**EXCERPTED RECORDS**
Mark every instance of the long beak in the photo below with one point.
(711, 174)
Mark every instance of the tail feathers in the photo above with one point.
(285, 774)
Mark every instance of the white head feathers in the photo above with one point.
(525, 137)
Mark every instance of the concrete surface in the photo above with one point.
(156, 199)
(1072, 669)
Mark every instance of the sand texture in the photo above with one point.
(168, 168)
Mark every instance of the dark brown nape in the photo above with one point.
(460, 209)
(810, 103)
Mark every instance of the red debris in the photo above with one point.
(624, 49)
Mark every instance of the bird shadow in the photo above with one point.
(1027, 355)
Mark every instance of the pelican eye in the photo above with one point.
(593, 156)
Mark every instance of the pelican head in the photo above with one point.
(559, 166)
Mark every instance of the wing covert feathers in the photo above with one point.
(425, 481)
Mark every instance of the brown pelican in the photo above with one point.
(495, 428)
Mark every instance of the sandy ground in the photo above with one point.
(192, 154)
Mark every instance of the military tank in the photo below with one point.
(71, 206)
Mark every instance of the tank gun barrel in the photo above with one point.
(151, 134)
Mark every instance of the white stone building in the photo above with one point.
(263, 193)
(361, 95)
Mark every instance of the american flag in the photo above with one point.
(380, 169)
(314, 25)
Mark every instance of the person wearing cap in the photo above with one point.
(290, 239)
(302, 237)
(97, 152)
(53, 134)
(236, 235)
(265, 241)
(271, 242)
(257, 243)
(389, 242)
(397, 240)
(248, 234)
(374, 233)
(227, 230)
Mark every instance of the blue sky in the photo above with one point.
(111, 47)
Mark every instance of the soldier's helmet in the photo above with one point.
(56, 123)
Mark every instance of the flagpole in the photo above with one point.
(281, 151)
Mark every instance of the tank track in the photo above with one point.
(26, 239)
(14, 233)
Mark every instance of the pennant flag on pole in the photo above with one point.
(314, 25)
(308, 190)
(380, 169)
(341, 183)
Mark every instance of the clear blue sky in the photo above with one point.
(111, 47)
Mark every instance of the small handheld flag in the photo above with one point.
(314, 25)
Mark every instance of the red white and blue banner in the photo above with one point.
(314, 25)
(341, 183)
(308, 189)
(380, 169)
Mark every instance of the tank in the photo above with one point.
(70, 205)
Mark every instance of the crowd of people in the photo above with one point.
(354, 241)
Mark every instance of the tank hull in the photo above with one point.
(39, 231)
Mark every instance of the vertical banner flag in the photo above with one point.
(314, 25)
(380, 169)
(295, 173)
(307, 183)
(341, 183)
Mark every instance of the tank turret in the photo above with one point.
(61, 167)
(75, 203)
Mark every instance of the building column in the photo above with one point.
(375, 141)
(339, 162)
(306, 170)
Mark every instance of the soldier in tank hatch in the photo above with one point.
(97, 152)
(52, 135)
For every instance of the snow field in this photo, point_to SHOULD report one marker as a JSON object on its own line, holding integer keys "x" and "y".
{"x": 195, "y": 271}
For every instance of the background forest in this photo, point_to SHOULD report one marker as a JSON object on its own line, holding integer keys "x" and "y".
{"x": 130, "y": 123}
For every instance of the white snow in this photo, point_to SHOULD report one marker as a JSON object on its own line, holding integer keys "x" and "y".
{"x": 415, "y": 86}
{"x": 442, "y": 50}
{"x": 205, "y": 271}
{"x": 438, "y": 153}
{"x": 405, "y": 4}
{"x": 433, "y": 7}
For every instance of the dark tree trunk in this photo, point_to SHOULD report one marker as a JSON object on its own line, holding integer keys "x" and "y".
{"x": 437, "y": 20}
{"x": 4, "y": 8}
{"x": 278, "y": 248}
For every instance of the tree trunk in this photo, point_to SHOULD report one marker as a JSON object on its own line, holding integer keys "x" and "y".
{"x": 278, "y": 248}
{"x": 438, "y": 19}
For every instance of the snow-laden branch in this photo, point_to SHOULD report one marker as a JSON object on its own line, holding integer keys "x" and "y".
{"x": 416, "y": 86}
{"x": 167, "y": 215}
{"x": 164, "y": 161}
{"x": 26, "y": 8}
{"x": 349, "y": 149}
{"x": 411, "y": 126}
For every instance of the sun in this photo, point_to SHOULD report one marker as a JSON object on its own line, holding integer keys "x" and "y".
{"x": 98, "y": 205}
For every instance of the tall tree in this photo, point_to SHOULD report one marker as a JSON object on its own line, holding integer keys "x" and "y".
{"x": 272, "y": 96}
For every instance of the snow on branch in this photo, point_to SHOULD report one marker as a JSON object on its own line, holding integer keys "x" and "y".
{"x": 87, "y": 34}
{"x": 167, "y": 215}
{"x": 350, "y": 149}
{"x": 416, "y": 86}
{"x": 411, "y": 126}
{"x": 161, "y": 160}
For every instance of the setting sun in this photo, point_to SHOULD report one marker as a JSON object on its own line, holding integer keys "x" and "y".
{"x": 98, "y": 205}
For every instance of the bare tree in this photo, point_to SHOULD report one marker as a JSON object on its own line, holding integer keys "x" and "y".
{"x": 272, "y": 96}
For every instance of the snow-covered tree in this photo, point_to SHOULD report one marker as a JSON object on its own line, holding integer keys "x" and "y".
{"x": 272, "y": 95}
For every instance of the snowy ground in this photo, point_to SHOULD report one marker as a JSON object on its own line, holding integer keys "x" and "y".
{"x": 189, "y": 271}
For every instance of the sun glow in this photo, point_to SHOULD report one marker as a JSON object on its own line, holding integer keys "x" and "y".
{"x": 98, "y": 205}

**REQUIREMENTS**
Reproduce the entire listing above verbatim, line for line.

**SOLUTION TO THE EXERCISE**
Mark every instance of the long beak in the photo below with one point.
(711, 174)
Mark every instance of the tail feathers in the photo above with one point.
(285, 774)
Mark every instance of the white head feathers in the photo above with one point.
(525, 137)
Mark every instance of the concrete surface in the photo above with one point.
(156, 199)
(1072, 669)
Mark every instance of the sand texture in the photo above with one point.
(168, 168)
Mark every instance of the dark brown nape in the photo above with one point.
(460, 209)
(810, 103)
Mark every instance of the red debris in the photo above with one point.
(624, 49)
Mark every instance of the bird shadow in the photo above with one point.
(1027, 355)
Mark every instance of the pelican eye in the photo above with one point.
(593, 156)
Mark every instance of the pelican head in the photo above with one point.
(559, 166)
Mark every instance of the wing covert feathers in the photo above with one point.
(425, 481)
Mark every instance of the brown pelican in the photo above with one point.
(495, 428)
Mark every instance of the sandy ground in the photo above with one point.
(192, 154)
Mark every instance of the military tank in the photo below with one point.
(71, 206)
Mark every instance of the tank gun barrel in the photo above with one point.
(151, 134)
Mark every instance of the white stone building in the photo above with one point.
(263, 193)
(361, 95)
Mark every instance of the american flag in the photo above with one point.
(380, 169)
(314, 25)
Mark every instance of the person wearing cap in the photo above with one point.
(290, 239)
(302, 237)
(97, 152)
(53, 134)
(236, 235)
(265, 241)
(271, 242)
(257, 243)
(389, 242)
(397, 240)
(248, 234)
(374, 233)
(227, 230)
Mark every instance of the blue sky in the photo above with one point.
(111, 47)
Mark every instance of the soldier's helmet in the photo above with one point.
(56, 123)
Mark every instance of the flagpole in the photo above with one point.
(281, 151)
Mark every instance of the tank track in the photo above with one point.
(26, 239)
(14, 233)
Mark every instance of the pennant flag on pole in the photo above with one point.
(314, 25)
(308, 190)
(380, 169)
(341, 183)
Mark every instance of the clear blue sky in the photo above with one point.
(111, 47)
Mark every instance of the small handheld flag in the photo above with one point.
(314, 25)
Mark every instance of the red white and blue banner in the photo above with one point.
(314, 25)
(341, 183)
(308, 189)
(380, 169)
Mark every instance of the tank in the photo above with one point.
(70, 205)
Mark every instance of the crowd of people in the photo above with one point.
(354, 241)
Mark every instance of the tank hull in the photo above with one point.
(39, 231)
Mark every instance of the vertical banner flag in the photo above with one point.
(314, 25)
(380, 169)
(295, 173)
(307, 183)
(341, 183)
Mark every instance of the tank turret in the photo above with one point.
(61, 167)
(75, 203)
Mark every instance of the building column in the photo above with one point.
(375, 141)
(339, 162)
(306, 170)
Mark every instance of the soldier in tank hatch in the photo above with one point.
(97, 152)
(52, 135)
For every instance of the snow field in this photo, point_to SHOULD report one marker as a JSON object on its own line, holding integer keys "x" and "y".
{"x": 195, "y": 271}
For every instance of the background forest in this photo, point_to SHOULD report one marker as a JSON object on its own line, holding integer keys "x" and "y".
{"x": 130, "y": 123}
For every instance of the white snow in this photo, point_to SHOULD report one marker as a JSON object on its own line, holding integer keys "x" and "y".
{"x": 415, "y": 86}
{"x": 442, "y": 50}
{"x": 205, "y": 271}
{"x": 438, "y": 153}
{"x": 405, "y": 4}
{"x": 433, "y": 7}
For every instance of the dark tree trunk in this photo, point_to SHOULD report one marker as a JSON object on its own line, holding integer keys "x" and "y".
{"x": 437, "y": 20}
{"x": 4, "y": 8}
{"x": 278, "y": 248}
For every instance of the tree trunk in this photo, point_to SHOULD report one marker as a JSON object on its own line, holding integer keys "x" and "y".
{"x": 278, "y": 248}
{"x": 438, "y": 19}
For every instance of the snow-laden branch in this photo, point_to SHOULD report one marker as a JSON object on its own line, holding integer keys "x" and "y".
{"x": 416, "y": 86}
{"x": 167, "y": 215}
{"x": 164, "y": 161}
{"x": 26, "y": 8}
{"x": 349, "y": 149}
{"x": 411, "y": 126}
For every instance of the sun in this photo, point_to SHOULD report one marker as a JSON object on its own line, holding integer keys "x" and "y".
{"x": 98, "y": 205}
For every instance of the tall tree in this photo, point_to SHOULD report one marker as a JSON object on its own line, holding integer keys "x" and "y".
{"x": 272, "y": 96}
For every instance of the snow on branch in this photo, point_to SHOULD report one marker as a JSON object on its own line, holding integer keys "x" and "y".
{"x": 87, "y": 34}
{"x": 167, "y": 215}
{"x": 350, "y": 149}
{"x": 416, "y": 86}
{"x": 411, "y": 126}
{"x": 161, "y": 160}
For every instance of the setting sun in this photo, point_to SHOULD report one marker as a JSON object on its own line, holding integer keys "x" and "y".
{"x": 98, "y": 205}
For every instance of the bare tree in this photo, point_to SHOULD report one marker as a JSON object on its own line, holding integer keys "x" and "y".
{"x": 272, "y": 96}
For every instance of the snow-covered tree in this photo, point_to SHOULD report one marker as a JSON object on its own line, holding integer keys "x" and "y".
{"x": 272, "y": 95}
For every instance of the snowy ground in this photo, point_to SHOULD report one marker as a JSON object on its own line, holding integer keys "x" and "y".
{"x": 189, "y": 271}
For every instance of the sun glow in this photo, point_to SHOULD report one marker as a JSON object on its own line, holding integer keys "x" and "y".
{"x": 98, "y": 205}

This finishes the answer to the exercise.